Work instructions >>
Whenever the word "furniture" occurs in a line of the material below, that line is counted. Report only the count.

§ §

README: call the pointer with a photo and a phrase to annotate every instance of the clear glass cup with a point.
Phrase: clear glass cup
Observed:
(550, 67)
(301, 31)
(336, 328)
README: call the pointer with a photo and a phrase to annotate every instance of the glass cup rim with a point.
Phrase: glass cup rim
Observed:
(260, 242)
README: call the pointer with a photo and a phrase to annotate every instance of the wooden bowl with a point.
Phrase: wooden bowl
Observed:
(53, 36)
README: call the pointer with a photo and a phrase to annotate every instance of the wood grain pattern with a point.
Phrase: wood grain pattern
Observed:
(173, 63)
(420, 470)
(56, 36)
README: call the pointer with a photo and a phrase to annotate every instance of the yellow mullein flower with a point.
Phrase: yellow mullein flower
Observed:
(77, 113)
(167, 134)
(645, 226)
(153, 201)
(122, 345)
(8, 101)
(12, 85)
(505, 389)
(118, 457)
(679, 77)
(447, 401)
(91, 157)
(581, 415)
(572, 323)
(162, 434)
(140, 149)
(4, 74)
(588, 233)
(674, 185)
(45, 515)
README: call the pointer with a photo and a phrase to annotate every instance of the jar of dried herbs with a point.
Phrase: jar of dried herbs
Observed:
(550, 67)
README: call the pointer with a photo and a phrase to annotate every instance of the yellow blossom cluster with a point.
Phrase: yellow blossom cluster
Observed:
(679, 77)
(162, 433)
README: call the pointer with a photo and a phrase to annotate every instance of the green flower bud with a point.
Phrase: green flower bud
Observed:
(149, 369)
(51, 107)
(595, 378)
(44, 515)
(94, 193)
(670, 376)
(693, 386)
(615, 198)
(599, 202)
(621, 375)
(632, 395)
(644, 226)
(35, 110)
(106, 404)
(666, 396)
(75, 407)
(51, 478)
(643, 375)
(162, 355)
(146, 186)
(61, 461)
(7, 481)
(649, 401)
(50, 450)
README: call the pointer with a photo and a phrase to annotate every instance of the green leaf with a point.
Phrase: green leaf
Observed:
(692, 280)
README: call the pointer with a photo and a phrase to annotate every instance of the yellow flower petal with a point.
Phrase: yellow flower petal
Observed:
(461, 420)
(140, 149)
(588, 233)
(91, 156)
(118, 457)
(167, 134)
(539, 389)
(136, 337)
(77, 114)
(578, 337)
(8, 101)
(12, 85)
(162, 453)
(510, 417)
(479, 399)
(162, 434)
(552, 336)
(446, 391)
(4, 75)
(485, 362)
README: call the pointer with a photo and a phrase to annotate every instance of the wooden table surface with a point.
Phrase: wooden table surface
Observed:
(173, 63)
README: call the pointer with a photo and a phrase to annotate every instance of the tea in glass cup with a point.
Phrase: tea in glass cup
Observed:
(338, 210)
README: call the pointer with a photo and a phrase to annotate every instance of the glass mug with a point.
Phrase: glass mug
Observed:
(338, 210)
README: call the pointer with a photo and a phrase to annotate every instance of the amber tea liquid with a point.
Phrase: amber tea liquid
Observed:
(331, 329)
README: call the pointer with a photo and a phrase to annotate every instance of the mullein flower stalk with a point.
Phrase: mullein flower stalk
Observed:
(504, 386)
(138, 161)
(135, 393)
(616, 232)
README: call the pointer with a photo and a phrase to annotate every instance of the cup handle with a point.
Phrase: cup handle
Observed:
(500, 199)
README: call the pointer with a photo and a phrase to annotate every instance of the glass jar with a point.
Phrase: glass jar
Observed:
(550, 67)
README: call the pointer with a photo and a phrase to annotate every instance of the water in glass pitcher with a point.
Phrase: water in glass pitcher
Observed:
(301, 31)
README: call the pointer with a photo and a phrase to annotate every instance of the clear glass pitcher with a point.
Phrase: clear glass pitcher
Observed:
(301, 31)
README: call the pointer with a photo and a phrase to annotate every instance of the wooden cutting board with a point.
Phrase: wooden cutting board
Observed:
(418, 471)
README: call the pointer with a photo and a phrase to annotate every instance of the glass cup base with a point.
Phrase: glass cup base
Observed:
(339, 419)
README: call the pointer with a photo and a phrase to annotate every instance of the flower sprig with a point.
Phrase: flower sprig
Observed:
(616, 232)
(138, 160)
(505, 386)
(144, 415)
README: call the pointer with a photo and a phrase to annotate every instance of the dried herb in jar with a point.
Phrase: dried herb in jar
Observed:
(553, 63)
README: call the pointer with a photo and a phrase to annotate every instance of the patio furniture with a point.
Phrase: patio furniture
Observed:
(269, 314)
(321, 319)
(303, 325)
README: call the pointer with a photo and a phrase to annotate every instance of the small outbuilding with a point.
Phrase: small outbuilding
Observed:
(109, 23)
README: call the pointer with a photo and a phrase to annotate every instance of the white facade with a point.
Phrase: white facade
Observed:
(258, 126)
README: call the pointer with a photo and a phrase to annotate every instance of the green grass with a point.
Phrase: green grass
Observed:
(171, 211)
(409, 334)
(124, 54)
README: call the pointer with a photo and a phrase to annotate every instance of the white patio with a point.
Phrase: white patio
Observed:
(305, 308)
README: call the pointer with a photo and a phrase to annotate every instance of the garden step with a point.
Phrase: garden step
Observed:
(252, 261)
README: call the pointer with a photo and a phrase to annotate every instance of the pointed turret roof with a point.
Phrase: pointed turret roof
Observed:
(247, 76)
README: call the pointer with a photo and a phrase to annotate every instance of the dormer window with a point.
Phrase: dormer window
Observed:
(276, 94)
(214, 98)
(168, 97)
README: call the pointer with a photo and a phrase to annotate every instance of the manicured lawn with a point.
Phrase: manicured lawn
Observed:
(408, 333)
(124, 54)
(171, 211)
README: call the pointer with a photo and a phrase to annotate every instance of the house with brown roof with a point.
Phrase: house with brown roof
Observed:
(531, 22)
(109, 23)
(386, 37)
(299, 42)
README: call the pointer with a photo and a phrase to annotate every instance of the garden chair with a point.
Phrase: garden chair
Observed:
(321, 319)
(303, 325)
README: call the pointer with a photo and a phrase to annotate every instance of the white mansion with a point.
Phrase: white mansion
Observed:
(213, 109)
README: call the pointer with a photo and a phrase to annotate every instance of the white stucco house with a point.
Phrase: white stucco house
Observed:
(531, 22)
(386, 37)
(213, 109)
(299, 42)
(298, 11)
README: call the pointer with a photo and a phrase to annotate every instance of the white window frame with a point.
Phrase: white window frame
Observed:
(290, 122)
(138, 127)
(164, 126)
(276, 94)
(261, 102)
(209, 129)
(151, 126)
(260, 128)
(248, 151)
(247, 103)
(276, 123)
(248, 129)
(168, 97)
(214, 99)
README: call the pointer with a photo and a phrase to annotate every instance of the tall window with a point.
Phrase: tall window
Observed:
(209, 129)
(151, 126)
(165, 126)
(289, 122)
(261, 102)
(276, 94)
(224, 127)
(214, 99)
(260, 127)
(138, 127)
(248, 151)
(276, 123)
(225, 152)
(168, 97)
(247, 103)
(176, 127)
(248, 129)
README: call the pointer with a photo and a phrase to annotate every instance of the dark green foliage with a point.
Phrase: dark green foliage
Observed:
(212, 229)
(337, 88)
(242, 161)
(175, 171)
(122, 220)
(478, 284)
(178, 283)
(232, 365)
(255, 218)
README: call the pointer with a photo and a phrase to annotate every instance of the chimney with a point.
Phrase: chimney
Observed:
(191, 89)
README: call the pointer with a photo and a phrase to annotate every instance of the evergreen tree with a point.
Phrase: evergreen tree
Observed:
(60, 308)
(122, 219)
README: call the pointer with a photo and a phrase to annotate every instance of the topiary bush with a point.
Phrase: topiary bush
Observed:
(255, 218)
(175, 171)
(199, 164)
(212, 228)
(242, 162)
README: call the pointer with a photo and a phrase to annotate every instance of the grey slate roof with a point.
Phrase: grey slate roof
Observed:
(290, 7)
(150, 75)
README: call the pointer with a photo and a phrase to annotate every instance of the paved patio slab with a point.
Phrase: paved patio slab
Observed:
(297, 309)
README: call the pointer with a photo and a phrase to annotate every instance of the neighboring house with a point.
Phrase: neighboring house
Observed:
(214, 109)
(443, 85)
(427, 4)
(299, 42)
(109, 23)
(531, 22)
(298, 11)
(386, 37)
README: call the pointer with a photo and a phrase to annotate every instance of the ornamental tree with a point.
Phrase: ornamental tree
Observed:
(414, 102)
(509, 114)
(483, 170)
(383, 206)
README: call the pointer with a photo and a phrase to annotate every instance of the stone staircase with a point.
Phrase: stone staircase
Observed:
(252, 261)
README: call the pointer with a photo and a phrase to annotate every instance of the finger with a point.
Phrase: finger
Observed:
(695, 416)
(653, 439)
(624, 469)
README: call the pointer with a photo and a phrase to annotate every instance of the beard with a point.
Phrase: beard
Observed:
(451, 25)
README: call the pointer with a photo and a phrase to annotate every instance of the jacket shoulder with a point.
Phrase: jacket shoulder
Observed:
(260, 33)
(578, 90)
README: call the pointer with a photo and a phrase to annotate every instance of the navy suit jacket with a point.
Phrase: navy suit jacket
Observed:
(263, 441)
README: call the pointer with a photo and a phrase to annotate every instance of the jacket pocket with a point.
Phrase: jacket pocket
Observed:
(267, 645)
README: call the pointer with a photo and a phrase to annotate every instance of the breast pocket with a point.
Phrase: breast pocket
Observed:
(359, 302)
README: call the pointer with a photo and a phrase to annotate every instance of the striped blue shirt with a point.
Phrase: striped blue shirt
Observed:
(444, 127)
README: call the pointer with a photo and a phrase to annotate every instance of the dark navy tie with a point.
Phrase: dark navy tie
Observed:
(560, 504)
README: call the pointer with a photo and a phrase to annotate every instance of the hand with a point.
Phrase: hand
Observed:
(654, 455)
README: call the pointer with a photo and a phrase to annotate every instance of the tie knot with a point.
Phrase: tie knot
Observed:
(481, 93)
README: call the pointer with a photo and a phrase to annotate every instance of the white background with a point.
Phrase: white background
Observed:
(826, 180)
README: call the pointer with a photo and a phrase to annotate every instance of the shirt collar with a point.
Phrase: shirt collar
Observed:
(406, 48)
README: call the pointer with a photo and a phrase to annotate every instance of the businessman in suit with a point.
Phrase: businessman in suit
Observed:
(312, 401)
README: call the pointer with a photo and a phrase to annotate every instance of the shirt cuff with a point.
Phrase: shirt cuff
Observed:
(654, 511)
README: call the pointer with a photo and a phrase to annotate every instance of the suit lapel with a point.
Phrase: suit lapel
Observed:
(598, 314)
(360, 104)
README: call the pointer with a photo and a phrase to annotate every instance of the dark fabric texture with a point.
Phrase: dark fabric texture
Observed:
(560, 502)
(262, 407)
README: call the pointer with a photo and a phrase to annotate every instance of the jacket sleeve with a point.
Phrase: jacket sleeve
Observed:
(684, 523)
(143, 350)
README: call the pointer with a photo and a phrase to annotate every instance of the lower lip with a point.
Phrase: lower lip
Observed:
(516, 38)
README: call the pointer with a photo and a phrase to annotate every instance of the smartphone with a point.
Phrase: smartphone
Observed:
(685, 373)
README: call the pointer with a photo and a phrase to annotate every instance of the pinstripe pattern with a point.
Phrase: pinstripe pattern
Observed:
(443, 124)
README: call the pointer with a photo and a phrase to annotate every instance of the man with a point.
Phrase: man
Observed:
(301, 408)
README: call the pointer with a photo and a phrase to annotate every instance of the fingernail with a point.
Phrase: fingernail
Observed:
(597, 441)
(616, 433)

§ §

Response to this exercise >>
2